**What to work on:** Copy the records below, swapping "pixel coordinates" for "image coordinates" everywhere and changing nothing else. Omit the pictures from your copy.

(Location identification entries)
..........

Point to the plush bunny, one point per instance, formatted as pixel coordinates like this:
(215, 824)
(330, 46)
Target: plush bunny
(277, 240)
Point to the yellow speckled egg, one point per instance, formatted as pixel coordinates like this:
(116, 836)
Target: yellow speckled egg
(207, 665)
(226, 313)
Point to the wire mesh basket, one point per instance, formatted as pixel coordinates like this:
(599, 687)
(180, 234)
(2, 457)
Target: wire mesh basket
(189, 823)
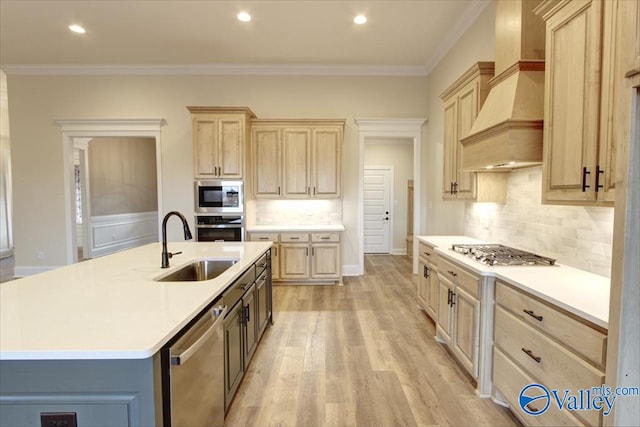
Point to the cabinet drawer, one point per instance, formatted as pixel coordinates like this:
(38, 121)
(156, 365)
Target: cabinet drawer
(427, 253)
(325, 237)
(459, 276)
(552, 364)
(261, 265)
(583, 339)
(263, 237)
(509, 379)
(294, 237)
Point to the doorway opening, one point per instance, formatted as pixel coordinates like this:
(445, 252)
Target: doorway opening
(116, 194)
(370, 130)
(82, 130)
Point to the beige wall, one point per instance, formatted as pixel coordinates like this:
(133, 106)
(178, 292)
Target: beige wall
(399, 154)
(477, 44)
(36, 101)
(122, 175)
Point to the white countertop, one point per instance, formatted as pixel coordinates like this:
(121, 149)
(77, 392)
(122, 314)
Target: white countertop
(294, 228)
(110, 307)
(577, 291)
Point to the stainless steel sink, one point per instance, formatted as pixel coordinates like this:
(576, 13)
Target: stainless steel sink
(199, 270)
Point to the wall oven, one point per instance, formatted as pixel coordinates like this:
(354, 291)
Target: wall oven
(219, 228)
(218, 197)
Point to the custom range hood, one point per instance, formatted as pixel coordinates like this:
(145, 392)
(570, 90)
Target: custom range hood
(507, 132)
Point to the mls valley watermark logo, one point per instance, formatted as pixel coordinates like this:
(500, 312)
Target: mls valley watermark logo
(535, 399)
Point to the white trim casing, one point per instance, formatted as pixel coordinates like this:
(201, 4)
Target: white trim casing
(389, 128)
(93, 128)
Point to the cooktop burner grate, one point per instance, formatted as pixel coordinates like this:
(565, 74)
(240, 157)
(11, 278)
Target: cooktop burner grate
(495, 254)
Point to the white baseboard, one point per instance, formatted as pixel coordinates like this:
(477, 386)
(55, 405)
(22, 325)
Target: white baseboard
(30, 270)
(351, 270)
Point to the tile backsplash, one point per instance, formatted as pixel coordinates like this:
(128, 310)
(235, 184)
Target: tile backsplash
(577, 236)
(284, 212)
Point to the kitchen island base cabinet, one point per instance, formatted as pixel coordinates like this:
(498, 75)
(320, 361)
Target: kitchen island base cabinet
(136, 392)
(102, 393)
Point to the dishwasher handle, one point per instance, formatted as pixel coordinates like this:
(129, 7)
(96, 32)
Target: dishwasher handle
(180, 359)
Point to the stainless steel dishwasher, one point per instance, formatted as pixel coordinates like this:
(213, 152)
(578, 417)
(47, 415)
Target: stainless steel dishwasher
(196, 373)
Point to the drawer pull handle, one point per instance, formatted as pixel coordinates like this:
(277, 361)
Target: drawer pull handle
(531, 355)
(532, 314)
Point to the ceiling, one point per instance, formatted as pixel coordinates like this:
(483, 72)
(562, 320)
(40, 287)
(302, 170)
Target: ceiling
(400, 37)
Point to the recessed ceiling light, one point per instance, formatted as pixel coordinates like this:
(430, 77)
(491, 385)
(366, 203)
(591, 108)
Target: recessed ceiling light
(244, 17)
(360, 19)
(77, 29)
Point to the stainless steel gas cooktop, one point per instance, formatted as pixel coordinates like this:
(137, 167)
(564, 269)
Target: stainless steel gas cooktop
(494, 254)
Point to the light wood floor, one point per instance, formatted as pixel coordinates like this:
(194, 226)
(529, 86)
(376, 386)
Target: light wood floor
(361, 354)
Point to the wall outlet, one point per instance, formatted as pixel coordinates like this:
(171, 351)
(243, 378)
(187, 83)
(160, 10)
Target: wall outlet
(58, 419)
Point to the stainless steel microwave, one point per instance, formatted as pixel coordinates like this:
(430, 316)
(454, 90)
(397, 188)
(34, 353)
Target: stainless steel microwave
(219, 196)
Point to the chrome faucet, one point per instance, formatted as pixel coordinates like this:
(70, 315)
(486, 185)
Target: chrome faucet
(187, 236)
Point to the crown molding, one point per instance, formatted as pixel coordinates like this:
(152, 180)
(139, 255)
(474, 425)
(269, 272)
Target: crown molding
(449, 40)
(216, 69)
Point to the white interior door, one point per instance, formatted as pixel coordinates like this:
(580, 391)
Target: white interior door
(377, 210)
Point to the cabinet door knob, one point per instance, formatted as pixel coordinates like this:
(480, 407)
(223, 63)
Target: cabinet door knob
(532, 314)
(531, 355)
(585, 172)
(598, 172)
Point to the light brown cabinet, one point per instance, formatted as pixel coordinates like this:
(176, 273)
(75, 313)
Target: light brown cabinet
(219, 139)
(462, 101)
(458, 315)
(583, 80)
(297, 159)
(304, 257)
(535, 342)
(275, 250)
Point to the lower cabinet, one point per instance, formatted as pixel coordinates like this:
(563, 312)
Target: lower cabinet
(428, 280)
(458, 322)
(233, 352)
(251, 312)
(274, 238)
(537, 343)
(304, 257)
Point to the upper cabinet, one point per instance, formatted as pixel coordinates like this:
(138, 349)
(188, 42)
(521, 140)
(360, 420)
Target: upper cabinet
(583, 80)
(462, 101)
(297, 159)
(219, 139)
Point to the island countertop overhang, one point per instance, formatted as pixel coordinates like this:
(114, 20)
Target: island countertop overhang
(111, 307)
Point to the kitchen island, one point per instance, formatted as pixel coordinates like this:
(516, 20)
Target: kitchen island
(86, 338)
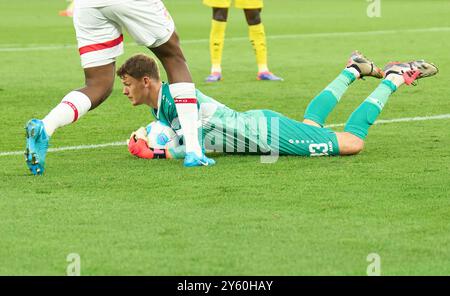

..........

**Expected answer:**
Point to the plush bunny, one point per instance, formatted as image coordinates like this:
(215, 824)
(330, 46)
Target: plush bunny
(277, 240)
Point to the yellow speckled egg, one point per instance, formatted as image coordinates like this:
(116, 836)
Target: yellow speckled egg
(207, 665)
(226, 313)
Point to the wire mesh basket, one point per instance, formatted as image coordinates like this:
(599, 687)
(180, 234)
(2, 457)
Target: wire mesh basket
(189, 823)
Point to the cabinet drawer, one point per instance, formatted as image coordinates like this:
(38, 121)
(156, 365)
Target: cabinet drawer
(427, 253)
(325, 237)
(459, 276)
(552, 364)
(261, 265)
(583, 339)
(263, 237)
(509, 379)
(294, 237)
Point to the doorway opening, one point per instance, formatted as image coordinates like this:
(445, 252)
Target: doorway opening
(116, 194)
(370, 130)
(82, 130)
Point to the beige wall, one point per instance, formatted as image coordinates like this:
(133, 106)
(178, 292)
Target: beige wall
(399, 154)
(477, 44)
(36, 101)
(122, 175)
Point to the white countertop, one point per instance, formatted as image coordinates like this:
(121, 149)
(77, 392)
(122, 314)
Target: white countertop
(294, 228)
(110, 307)
(577, 291)
Point to the stainless steel sink, one point per instance, formatted as image coordinates like this:
(576, 13)
Target: stainless steel sink
(199, 270)
Point to the wall oven, one point per instance, formatted as image coordinates like this:
(354, 291)
Target: wall oven
(219, 228)
(218, 197)
Point to the custom range hood, one point per instance, formatted as image coordinates like this:
(145, 392)
(570, 90)
Target: custom range hood
(507, 132)
Point to the mls valley watermark logo, one point per instance, formatted as image coordinates like this:
(500, 312)
Target: mls valley watermark logo
(535, 399)
Point to the white trim casing, one point per instance, formatted as image coordinates like this:
(201, 4)
Target: white trim casing
(389, 128)
(93, 128)
Point to the cooktop burner grate, one point per instance, formatted as image coordinates like this:
(565, 74)
(240, 157)
(11, 278)
Target: cooktop burner grate
(495, 254)
Point to the white baseboard, one point per instance, formatted as image coordinates like this:
(477, 386)
(55, 405)
(22, 325)
Target: white baseboard
(30, 270)
(351, 270)
Point to the tile backsplash, one point per instance, formatted as image coordinates like this:
(128, 310)
(235, 184)
Target: tile backsplash
(577, 236)
(284, 212)
Point to the kitchen island base cabinet, one point per instance, formatted as image coordinates like this:
(498, 75)
(320, 361)
Target: kitchen island base cabinet
(136, 392)
(102, 393)
Point to the dishwasher handle, one point per instance, formatted as image coordinates like this:
(129, 7)
(96, 32)
Target: dishwasher handle
(180, 359)
Point to the stainless steel dishwasher, one point per instance, formatted as image coordinates like this:
(213, 152)
(578, 417)
(47, 415)
Target: stainless steel dishwasher
(196, 373)
Point to the drawer pull handle, one point per instance, formatted as image coordinates like this:
(277, 361)
Target: drawer pull handle
(531, 355)
(532, 314)
Point to the ceiling, one point per instance, formatted as image coordinates like this:
(483, 72)
(562, 320)
(40, 287)
(302, 170)
Target: ceiling
(400, 37)
Point to the recessed ceiling light, one point per instance, formatted as image coordinates like this:
(430, 77)
(491, 385)
(366, 203)
(591, 108)
Target: recessed ceiling light
(244, 17)
(360, 19)
(77, 29)
Point to the stainless steel gas cooktop, one point per instance, formatted as image coordinates like this:
(137, 167)
(564, 269)
Target: stainless steel gas cooktop
(494, 254)
Point to the light wood floor, one point per instance, formatted as image coordinates like this:
(194, 226)
(529, 86)
(376, 386)
Target: light wood floor
(361, 354)
Point to the wall outlet, one point per instance, formatted as image coordinates like this:
(171, 351)
(243, 378)
(187, 83)
(160, 10)
Target: wall outlet
(58, 419)
Point to the stainless steel microwave, one point per instance, formatted as image coordinates like this:
(430, 316)
(454, 90)
(397, 188)
(34, 353)
Target: stainless steel microwave
(219, 196)
Point to the chrome faucet, one point per instance, formatted as image coordinates like this:
(70, 315)
(486, 185)
Target: chrome faucet
(187, 236)
Point to the crown molding, one point per instance, formatted as image coordinates like this:
(152, 180)
(139, 255)
(474, 425)
(269, 272)
Target: crown molding
(449, 40)
(216, 69)
Point to the white interior door, one point per instance, formatted as image coordinates like this:
(580, 391)
Target: white interior door
(377, 210)
Point to the cabinet door knob, one point per instance, formatted as image coordinates like this:
(480, 407)
(223, 63)
Target: cabinet door knob
(532, 314)
(531, 355)
(585, 172)
(598, 172)
Point to the light brown cabinet, one point per instance, formatted as image coordinates like this:
(176, 273)
(75, 313)
Target: light brown cabinet
(219, 139)
(462, 101)
(458, 315)
(583, 80)
(297, 159)
(304, 257)
(535, 342)
(275, 250)
Point to the lower cabinet, one point per instance, formatted as image coordinates like this:
(563, 312)
Target: lower cabinet
(428, 280)
(458, 322)
(233, 352)
(251, 312)
(274, 238)
(537, 343)
(304, 257)
Point to the upper cabinet, one point per instance, formatted as image coordinates like this:
(138, 349)
(188, 42)
(521, 140)
(360, 420)
Target: upper cabinet
(583, 80)
(462, 101)
(297, 159)
(219, 139)
Point to the island countertop overhang, one point per instance, formatted as image coordinates like this:
(114, 20)
Target: island countertop overhang
(111, 307)
Point to the kitchen island, one point per instance, formatted as image coordinates like this:
(516, 20)
Target: kitchen island
(86, 338)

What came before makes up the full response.